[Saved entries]
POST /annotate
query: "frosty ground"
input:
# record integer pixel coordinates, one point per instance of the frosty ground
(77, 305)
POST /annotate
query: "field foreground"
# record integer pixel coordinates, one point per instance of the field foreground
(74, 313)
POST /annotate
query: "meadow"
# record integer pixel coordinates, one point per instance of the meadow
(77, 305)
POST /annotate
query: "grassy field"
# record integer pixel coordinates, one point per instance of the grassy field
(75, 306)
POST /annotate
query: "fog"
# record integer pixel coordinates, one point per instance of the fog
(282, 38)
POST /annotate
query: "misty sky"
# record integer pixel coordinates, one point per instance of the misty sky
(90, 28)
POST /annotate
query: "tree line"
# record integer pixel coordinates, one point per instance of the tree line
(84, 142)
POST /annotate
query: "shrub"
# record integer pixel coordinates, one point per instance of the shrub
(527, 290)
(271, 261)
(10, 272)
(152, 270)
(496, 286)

--

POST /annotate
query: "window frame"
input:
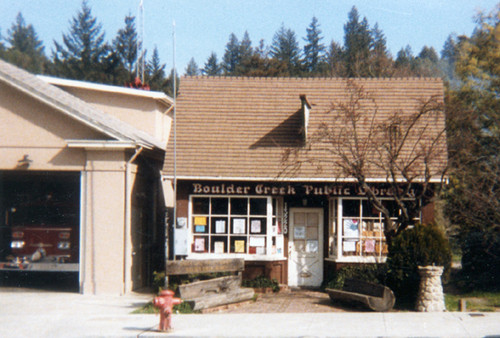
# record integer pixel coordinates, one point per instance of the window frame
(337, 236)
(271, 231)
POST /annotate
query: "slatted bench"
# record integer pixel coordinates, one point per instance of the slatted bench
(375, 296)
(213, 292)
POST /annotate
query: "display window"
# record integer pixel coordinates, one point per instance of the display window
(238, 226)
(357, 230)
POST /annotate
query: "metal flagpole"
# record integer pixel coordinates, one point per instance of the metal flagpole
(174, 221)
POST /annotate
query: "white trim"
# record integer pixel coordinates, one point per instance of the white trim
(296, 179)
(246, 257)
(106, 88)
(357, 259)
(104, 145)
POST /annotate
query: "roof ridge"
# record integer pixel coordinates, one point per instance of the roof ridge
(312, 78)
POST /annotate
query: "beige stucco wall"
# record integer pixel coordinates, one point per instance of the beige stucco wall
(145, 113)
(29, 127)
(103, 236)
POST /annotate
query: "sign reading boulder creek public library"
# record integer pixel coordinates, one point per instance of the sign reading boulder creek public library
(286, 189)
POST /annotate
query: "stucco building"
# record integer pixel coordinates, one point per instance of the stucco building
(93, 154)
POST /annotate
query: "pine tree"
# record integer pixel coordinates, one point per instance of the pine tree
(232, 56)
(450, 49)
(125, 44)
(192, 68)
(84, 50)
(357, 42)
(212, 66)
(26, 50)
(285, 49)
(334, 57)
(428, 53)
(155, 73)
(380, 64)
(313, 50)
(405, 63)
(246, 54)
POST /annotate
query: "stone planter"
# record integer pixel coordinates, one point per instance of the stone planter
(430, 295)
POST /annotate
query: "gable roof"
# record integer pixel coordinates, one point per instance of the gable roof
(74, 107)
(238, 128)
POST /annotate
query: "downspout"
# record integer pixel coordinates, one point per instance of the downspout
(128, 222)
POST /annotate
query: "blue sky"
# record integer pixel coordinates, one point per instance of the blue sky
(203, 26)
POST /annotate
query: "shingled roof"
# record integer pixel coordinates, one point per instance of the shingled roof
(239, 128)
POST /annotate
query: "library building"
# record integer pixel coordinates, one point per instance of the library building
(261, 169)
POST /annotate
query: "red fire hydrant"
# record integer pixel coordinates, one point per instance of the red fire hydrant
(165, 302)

• What is expected
Extract every line of the data that contains the word "stucco".

• Solution to this problem
query: "beige stucco wall"
# record integer pixel coordinates, one point per instance of the beige stucco wall
query: "stucco building"
# record integer pixel coordinates, one point per instance of the stucco building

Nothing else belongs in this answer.